→ **TEXT PASSAGE**
— BEGIN —
Mail Archives: djgpp-workers/1999/10/10/08:01:55
Did anyone try to debug a program that uses timers or alarm()?
The simple test program below crashes inside GDB after a couple of
alarms. The simple patch to dbgcom.c, also attached below, fixes
that.
After applying the patch, the program runs fine inside GDB, as long as
you don't try to stop it. But if you do stop it, either by putting a
breakpoint inside the SIGALRM handler, or with "handle SIGALRM print",
it behaves erratically, e.g., the printf lines seem to be invoked
twice (what? how??), and eventually crashes.
— END —
→ **EXCERPTED DATA**
— BEGIN —
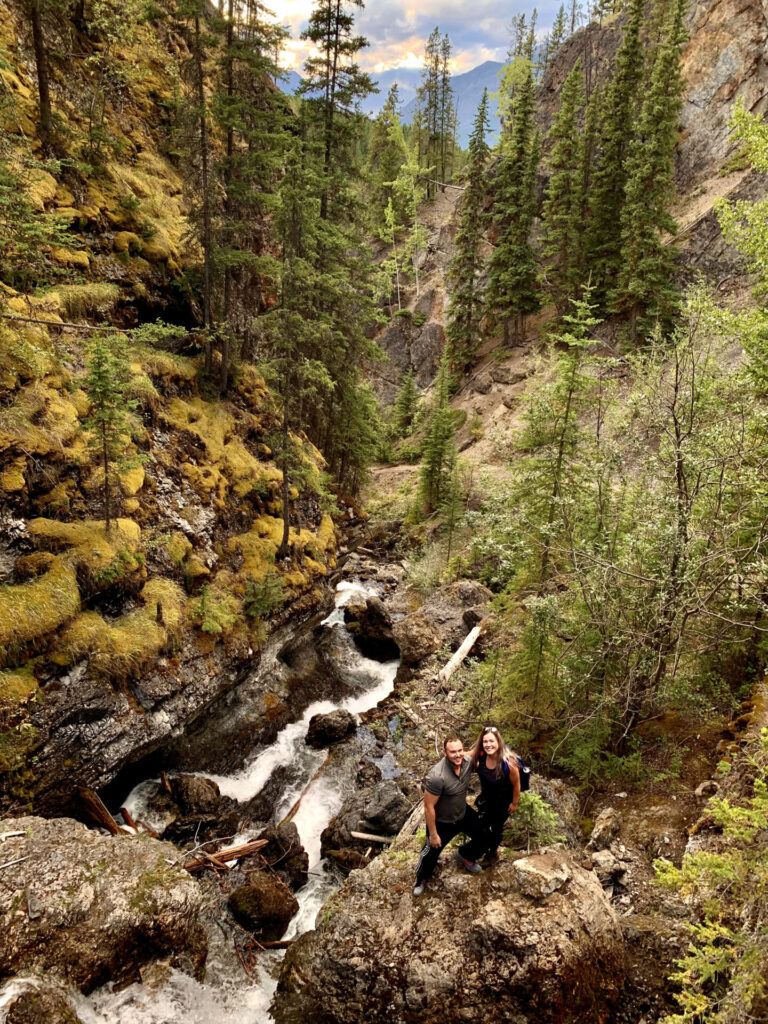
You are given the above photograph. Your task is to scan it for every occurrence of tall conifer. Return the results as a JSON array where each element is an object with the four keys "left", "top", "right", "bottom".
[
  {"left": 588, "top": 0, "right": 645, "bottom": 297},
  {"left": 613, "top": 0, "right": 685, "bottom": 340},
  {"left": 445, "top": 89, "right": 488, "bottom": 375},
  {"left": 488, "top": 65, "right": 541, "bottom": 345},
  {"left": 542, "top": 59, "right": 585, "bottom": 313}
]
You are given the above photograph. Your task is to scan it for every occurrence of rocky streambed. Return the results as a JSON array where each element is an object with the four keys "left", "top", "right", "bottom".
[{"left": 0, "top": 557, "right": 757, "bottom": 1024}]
— END —
— BEGIN —
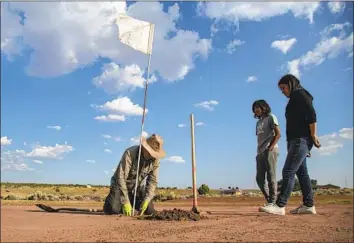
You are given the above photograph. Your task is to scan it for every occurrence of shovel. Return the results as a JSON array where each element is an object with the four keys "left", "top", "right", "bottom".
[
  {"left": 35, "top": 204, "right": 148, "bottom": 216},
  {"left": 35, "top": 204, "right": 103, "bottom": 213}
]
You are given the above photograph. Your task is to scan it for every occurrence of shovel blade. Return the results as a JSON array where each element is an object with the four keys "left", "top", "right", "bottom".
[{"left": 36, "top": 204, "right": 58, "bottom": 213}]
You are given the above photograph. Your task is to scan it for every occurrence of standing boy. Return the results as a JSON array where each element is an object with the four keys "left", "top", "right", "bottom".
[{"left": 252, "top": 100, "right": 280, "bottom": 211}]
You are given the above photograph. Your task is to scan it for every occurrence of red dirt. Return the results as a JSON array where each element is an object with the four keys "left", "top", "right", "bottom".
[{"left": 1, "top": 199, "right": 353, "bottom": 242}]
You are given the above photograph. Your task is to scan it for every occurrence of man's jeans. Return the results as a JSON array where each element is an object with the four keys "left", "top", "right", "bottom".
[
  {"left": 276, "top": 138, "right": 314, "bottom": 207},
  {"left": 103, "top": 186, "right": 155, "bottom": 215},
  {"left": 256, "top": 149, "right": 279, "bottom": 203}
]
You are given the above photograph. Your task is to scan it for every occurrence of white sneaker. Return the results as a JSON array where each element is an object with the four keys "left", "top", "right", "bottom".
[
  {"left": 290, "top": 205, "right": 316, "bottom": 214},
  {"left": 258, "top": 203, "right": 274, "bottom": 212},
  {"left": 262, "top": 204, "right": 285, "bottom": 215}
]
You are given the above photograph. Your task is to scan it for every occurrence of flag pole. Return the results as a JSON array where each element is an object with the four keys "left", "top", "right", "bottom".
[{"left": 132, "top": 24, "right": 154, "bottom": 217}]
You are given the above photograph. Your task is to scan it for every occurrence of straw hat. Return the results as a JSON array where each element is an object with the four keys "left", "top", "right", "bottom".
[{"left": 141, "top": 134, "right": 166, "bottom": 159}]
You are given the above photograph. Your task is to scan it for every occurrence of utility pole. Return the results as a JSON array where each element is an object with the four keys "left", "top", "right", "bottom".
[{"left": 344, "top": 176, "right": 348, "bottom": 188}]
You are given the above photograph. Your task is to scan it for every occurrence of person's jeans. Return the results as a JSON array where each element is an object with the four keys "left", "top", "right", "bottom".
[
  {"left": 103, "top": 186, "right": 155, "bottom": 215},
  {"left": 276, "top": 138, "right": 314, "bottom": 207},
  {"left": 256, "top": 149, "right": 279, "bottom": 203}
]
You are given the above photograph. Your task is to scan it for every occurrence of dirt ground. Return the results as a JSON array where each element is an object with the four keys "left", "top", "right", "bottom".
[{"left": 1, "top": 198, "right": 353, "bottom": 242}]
— END —
→ **COMPLETE THE FOLLOWING**
A. Sum up the mailing-list post about debugging alarm() programs in GDB in two sentences.
B. Using the mailing-list post about debugging alarm() programs in GDB, decide whether each statement agrees with it, answering yes or no and quoting the deciding words: (i) the patch to dbgcom.c keeps the test program from crashing inside GDB after a couple of alarms; (ii) after the patch, putting a breakpoint inside the SIGALRM handler lets the program run normally; (iii) the test program crashes inside GDB at its first alarm.
C. Continue the mailing-list post about debugging alarm() programs in GDB, starting after its last sentence.
None of the work here depends on the lines, so they can be set aside.

→ **RESULTS FOR THE EXERCISE**
A. The post asks whether anyone has debugged a program that uses timers or alarm(), because a simple test program crashes inside GDB after a couple of alarms and a patch to dbgcom.c fixes that. With the patch, the program runs fine in GDB unless it is stopped, and then it behaves erratically, with the printf lines seeming to run twice, and eventually crashes.

B.
(i) Yes: "The simple patch to dbgcom.c, also attached below, fixes that."
(ii) No: "it behaves erratically"
(iii) No: "crashes inside GDB after a couple of alarms"

C.
Does someone have any idea what might be the reason? It seems like
some window of opportunity is opened when the thread jumps between the
debugger and the debuggee, whereby if the exception generated by the
timer handler happens inside that window, it causes bad things. I'm
almost sure I see ESP and EBP that don't belong to each other in the
registers' dump when the debuggee crashes.
Is it possible that this is because longjmp doesn't disable interrupts
when it fiddles with SS:ESP? Should we CLI there?
------------------------------------------------------------------
#include <stdio.h>
#include <unistd.h>
#include <signal.h>
#include <conio.h>
#include <dpmi.h>
void alarm_handler (int sig)
{
printf ("\nALARM 1!!\n");
printf ("ALARM 2!!\n");
alarm (2);
}
int main (void)
{
signal (SIGALRM, alarm_handler);
alarm (3);
while (!kbhit ())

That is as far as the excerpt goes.